The task :: Collect every line in the records below that contains the word "door", and copy each of those lines in full.

Extracted data ::
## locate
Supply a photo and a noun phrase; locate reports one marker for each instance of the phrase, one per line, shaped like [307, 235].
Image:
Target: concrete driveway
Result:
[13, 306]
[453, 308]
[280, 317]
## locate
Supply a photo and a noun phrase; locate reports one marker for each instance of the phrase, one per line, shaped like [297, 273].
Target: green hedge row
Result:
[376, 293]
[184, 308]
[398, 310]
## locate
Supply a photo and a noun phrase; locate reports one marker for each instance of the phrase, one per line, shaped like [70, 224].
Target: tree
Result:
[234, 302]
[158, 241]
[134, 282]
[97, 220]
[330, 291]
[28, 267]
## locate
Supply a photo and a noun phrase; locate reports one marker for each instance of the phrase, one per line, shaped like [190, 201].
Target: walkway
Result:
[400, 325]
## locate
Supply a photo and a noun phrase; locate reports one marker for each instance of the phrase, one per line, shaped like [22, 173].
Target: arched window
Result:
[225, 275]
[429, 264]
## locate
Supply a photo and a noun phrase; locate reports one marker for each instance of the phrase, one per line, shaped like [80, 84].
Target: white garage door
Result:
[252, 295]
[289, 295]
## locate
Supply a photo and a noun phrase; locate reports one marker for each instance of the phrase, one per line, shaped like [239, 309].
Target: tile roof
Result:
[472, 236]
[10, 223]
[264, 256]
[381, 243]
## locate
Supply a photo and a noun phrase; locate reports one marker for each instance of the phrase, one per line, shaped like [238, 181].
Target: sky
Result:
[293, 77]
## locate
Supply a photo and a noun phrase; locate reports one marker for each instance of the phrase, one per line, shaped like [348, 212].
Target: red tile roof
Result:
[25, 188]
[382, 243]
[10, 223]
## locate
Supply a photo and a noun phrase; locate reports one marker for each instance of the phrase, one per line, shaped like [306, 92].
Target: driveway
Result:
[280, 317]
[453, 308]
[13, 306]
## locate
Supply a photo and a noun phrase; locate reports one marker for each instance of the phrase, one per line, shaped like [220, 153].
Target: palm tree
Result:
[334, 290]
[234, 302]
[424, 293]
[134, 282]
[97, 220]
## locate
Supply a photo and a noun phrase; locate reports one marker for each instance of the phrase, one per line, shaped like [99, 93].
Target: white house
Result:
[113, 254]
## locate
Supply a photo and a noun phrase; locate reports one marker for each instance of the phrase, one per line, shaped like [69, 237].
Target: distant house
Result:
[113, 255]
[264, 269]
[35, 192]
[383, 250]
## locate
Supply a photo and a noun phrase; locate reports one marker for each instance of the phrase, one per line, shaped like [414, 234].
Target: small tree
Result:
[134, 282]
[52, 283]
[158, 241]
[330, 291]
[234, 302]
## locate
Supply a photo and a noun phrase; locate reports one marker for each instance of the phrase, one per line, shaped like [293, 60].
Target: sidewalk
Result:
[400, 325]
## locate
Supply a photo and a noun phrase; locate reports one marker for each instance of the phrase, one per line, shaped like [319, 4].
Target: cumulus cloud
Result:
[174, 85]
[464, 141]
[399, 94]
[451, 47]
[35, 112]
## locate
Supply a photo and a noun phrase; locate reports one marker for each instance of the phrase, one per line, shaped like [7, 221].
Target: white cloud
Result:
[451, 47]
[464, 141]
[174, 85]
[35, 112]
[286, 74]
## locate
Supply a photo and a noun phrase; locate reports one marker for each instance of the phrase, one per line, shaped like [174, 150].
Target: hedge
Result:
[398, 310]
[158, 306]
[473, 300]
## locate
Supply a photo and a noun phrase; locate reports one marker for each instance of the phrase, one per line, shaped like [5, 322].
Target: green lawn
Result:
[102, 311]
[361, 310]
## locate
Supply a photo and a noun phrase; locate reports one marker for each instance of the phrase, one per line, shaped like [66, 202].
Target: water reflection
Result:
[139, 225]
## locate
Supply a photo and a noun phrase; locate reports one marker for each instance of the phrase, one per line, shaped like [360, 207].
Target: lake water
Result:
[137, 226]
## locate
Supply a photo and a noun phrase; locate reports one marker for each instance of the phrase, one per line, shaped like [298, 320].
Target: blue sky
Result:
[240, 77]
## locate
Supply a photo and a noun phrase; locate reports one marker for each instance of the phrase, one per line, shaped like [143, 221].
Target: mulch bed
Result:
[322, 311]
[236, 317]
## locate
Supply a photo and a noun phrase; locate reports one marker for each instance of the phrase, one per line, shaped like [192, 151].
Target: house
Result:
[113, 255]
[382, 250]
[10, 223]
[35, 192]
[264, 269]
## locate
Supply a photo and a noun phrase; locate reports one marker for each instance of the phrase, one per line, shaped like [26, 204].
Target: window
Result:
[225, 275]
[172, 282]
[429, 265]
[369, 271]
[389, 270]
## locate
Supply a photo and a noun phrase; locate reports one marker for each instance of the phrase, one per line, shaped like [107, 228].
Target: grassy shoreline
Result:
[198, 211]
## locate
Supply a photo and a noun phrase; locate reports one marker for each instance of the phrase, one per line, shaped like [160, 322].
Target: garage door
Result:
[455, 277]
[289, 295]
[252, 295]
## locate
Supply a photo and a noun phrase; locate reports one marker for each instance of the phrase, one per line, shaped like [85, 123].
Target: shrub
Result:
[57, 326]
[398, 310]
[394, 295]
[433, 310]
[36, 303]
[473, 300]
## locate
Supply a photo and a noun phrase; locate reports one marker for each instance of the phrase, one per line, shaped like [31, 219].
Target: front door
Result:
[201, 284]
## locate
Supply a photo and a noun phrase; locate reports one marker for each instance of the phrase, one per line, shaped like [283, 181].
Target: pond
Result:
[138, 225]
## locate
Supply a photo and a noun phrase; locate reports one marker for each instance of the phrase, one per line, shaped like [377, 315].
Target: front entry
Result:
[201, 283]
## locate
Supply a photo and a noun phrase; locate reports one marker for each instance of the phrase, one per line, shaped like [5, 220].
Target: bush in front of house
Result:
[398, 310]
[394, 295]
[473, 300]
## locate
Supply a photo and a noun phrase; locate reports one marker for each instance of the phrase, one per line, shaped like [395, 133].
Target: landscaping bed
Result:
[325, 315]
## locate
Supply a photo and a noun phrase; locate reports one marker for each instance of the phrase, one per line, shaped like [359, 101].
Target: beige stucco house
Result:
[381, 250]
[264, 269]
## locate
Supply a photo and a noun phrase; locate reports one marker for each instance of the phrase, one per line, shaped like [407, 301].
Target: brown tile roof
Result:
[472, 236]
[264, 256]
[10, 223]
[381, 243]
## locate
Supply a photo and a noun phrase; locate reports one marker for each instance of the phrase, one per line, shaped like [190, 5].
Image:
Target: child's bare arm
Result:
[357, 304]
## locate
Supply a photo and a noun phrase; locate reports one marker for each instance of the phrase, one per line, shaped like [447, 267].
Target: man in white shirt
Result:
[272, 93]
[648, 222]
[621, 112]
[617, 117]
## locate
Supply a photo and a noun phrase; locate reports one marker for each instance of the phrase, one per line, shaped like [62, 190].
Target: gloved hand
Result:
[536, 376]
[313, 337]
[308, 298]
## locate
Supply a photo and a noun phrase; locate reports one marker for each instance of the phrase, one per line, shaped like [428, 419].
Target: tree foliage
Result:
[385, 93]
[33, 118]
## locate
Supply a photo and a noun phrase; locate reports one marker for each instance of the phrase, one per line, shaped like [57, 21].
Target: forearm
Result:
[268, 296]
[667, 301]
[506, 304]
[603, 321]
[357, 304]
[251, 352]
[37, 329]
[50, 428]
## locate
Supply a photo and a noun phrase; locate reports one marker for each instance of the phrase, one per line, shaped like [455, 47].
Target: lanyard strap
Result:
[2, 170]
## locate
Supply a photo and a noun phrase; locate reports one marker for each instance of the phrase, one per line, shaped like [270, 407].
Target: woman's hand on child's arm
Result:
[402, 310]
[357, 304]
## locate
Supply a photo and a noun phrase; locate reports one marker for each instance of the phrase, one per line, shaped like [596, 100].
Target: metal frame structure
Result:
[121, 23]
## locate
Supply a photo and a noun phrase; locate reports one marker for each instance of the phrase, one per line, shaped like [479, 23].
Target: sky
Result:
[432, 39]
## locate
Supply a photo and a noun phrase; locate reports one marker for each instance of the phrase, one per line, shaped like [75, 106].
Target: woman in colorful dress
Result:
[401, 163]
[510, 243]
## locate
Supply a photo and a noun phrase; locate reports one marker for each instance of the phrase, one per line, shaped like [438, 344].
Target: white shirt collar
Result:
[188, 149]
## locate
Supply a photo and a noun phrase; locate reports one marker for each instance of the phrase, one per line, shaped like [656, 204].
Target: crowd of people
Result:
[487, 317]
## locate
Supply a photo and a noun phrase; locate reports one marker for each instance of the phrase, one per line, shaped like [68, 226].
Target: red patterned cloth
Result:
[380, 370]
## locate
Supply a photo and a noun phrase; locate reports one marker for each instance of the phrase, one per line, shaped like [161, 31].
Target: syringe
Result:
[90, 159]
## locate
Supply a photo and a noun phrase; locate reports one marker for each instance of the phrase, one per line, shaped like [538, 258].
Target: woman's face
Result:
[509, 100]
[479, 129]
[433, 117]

...

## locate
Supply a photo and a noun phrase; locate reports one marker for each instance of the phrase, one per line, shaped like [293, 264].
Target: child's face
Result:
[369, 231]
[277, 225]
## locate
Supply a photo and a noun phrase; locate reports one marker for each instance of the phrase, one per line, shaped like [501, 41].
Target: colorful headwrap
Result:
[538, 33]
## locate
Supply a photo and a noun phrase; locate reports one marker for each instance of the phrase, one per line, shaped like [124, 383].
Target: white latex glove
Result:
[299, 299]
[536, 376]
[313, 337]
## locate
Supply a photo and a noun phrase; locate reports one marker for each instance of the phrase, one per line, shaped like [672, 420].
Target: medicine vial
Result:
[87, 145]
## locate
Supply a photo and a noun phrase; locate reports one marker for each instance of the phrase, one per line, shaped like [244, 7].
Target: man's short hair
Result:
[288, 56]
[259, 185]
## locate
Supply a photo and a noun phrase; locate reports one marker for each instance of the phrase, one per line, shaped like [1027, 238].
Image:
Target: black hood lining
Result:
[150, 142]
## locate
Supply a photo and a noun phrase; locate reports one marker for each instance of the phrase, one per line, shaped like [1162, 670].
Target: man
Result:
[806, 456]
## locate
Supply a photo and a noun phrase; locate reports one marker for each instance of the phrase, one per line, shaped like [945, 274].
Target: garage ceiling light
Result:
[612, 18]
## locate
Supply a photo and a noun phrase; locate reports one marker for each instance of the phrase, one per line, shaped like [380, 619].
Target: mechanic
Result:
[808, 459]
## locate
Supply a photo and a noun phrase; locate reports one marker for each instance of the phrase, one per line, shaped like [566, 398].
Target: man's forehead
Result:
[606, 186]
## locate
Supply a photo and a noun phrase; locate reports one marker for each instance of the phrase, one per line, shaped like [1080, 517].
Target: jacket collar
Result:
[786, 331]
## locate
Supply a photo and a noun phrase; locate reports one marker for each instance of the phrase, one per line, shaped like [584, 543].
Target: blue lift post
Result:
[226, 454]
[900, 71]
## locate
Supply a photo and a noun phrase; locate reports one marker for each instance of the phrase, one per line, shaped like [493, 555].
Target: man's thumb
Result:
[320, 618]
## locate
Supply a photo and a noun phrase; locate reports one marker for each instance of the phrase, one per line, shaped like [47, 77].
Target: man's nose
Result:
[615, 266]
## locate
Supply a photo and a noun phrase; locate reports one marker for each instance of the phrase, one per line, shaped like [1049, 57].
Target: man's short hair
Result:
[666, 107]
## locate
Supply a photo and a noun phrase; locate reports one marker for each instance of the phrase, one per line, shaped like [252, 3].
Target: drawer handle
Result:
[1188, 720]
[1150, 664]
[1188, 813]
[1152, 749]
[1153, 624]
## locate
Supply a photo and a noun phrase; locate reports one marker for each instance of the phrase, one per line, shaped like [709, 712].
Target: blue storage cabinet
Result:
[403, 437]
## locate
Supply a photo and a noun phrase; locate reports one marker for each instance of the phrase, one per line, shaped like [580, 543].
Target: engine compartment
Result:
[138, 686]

---

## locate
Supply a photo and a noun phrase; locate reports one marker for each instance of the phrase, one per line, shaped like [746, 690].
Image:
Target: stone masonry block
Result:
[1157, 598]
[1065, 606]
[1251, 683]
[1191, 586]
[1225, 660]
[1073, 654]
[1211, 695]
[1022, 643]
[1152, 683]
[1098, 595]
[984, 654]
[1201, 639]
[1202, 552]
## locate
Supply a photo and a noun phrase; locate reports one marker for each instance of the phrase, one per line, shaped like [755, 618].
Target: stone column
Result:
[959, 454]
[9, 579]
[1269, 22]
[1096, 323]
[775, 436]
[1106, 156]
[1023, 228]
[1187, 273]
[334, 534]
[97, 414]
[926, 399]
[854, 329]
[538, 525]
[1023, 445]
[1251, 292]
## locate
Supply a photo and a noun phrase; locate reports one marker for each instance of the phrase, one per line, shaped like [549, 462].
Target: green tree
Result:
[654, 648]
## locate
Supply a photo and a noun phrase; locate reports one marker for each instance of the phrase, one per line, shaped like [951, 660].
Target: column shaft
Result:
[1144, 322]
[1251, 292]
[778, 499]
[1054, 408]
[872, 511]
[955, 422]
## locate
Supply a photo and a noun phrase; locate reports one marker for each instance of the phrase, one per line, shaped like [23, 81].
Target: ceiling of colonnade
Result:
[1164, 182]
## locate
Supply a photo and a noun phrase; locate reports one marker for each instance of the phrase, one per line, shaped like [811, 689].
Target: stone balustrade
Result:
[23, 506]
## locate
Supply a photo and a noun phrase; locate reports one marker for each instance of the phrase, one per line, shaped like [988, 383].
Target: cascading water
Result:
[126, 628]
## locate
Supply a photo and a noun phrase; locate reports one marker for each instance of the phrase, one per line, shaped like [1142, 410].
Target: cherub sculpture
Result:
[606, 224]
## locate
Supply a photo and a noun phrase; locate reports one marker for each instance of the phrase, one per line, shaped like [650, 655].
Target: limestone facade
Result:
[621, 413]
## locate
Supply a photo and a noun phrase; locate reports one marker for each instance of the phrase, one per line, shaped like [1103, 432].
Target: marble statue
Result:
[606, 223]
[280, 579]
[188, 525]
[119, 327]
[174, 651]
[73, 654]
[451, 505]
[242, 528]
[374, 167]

Solution to this exercise ::
Target: white garage door
Target: garage door
Target: front door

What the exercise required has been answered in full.